#### Page text:
########################################

3) Achievement in Space Commerce
This award is made for achievement in space commerce. This includes any activity in any are related to space pursued for commercial reasons.

4) Achievement in Space Media
This award is made for achievement in space media. This includes any media related to space such as journalism, documentary, drama or other entertainment, scholarly record in any of the following forms: written, filmed, broadcast, web/internet-based or staged.

5) Space Student Achievement
This award is made for achievement by an undergraduate or postgraduate student(s) of no more than 28 years of age on 12 April 2011 for any space-related activity.

6) International Space Achievement
This award is made for achievement which either features or furthers a significant international aspect in an area of space activity. The judging of this award is carried out by the Arthur C. Clarke Foundation.

7) Exceptional Space Achievement
This award is made for exceptional achievement in an area of space activity. Examples of this might include lifetime achievement, breakthroughs in space science/technology, space undertakings of global impact/significance, etc. Space Education Trust.

The Space Education Trust (SET) is a charitable trust established in 1988, to promote space education through using space as an educational tool to promote STEM (science, technology, engineering and mathematics) subjects with young people, education of and outreach to the general public and demonstrating that space encompasses many important areas of activity in academia, industry, commerce and entertainment.

########################################

Answer these questions from the awards text:
1. How old can a student be, at most, on 12 April 2011 to qualify for the Space Student Achievement award?
2. Which organization judges the International Space Achievement award?
3. In what year was the Space Education Trust established?

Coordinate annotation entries
########################################

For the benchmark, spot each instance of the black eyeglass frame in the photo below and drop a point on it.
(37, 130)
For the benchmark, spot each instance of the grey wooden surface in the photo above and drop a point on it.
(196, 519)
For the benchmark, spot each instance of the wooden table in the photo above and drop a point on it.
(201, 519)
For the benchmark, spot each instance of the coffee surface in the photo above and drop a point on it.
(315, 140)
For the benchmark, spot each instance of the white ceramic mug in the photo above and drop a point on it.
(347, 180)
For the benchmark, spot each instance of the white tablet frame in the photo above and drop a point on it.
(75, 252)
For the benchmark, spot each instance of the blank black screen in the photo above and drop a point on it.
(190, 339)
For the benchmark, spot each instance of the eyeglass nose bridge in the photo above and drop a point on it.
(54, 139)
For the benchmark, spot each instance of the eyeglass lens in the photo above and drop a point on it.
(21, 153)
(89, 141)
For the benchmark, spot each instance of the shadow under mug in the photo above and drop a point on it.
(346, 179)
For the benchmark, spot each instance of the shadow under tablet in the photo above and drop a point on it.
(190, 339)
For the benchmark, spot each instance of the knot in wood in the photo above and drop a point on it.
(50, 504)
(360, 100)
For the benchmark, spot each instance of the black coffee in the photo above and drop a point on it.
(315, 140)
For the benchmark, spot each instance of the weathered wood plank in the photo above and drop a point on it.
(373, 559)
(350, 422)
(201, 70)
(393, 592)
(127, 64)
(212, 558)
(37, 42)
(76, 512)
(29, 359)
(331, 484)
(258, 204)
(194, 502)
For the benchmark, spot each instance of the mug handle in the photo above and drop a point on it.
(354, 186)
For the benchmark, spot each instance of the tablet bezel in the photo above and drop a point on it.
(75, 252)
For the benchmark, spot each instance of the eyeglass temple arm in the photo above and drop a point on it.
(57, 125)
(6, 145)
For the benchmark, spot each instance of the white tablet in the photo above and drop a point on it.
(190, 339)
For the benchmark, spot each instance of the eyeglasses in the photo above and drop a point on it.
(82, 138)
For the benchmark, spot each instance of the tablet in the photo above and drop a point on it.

########################################

#### Solution for this problem:
1. No more than 28 years of age.
2. The Arthur C. Clarke Foundation.
3. 1988.